(Entries drawn from a collection)
☆ ☆ ☆ ☆ ☆

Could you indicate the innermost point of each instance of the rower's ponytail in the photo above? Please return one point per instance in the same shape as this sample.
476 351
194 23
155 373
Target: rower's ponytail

☆ ☆ ☆ ☆ ☆

◆ **STATED EXERCISE**
Return every line of the records above unchanged, with not a single character altered.

◆ **WORKED SOLUTION**
Could you indicate the innermost point of each instance of the rower's ponytail in the photo above? Please return one point per instance in the same shape as this sample.
476 351
194 23
155 373
Target: rower's ponytail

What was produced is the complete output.